OBJECTIVE: Pick out each line in the records below that contains the word "stone", and copy those lines in full.

EXTRACTED RECORDS:

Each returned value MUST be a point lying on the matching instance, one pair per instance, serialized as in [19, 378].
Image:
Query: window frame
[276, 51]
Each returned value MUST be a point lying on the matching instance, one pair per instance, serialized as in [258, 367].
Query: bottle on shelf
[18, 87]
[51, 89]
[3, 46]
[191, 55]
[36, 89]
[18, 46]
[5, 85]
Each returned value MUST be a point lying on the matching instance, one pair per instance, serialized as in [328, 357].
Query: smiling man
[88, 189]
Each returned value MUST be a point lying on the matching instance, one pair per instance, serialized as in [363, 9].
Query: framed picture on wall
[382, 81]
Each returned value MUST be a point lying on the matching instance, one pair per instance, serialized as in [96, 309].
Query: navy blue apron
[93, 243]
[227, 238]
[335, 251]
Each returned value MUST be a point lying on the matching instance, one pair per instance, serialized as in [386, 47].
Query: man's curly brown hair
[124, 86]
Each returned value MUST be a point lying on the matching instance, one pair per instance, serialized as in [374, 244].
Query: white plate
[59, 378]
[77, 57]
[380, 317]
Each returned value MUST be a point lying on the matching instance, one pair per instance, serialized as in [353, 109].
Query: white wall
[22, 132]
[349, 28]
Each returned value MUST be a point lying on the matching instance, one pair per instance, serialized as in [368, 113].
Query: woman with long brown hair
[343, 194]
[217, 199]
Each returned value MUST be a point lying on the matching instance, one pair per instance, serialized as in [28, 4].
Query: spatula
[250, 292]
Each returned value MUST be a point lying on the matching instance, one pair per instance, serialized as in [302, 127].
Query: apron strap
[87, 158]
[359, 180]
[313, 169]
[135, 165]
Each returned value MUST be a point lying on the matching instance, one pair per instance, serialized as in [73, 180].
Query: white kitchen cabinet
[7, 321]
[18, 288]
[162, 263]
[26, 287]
* * *
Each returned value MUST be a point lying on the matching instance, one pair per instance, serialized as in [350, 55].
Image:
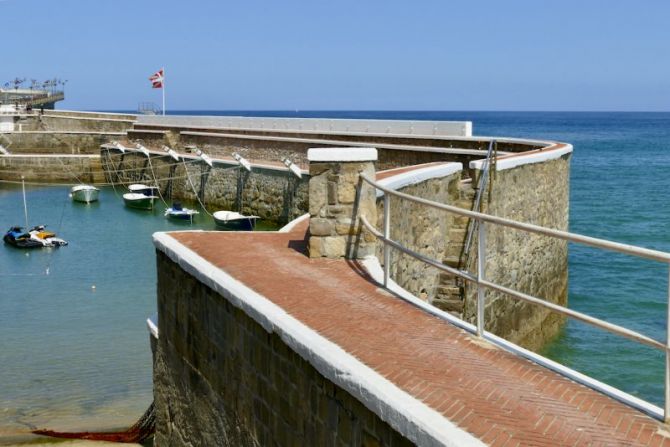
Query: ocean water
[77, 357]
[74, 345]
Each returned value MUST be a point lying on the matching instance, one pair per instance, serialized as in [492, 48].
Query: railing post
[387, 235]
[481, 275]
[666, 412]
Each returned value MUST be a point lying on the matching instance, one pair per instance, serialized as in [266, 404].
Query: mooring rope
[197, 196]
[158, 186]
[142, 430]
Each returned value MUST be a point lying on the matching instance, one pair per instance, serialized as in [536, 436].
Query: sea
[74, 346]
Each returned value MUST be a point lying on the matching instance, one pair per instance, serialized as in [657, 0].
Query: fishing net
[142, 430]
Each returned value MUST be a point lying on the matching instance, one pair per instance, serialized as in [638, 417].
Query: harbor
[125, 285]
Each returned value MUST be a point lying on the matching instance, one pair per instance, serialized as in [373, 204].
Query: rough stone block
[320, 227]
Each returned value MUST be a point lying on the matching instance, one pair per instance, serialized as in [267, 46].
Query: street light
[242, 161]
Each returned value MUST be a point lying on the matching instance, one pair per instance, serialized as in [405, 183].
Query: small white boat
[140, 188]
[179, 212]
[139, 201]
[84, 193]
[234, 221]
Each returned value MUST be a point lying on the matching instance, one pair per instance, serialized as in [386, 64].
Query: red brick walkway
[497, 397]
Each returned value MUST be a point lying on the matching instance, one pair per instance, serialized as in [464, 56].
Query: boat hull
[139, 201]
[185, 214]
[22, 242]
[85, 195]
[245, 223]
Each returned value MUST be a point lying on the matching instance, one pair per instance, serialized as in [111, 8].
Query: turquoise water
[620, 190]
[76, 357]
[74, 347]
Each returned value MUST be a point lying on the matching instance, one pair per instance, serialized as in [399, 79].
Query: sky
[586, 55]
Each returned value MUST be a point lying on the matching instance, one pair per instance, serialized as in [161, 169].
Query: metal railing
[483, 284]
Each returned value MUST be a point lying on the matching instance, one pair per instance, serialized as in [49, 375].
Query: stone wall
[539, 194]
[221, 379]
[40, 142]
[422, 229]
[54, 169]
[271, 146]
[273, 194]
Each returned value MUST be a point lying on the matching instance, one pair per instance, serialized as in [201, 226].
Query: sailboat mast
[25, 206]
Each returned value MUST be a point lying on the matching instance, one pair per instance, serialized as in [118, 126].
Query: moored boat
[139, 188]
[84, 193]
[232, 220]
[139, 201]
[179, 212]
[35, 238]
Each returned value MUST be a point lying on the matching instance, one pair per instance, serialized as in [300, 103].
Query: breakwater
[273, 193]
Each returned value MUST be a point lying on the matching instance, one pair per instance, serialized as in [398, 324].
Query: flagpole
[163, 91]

COMPLETE OUTPUT:
Query: rough stone block
Query: stone wall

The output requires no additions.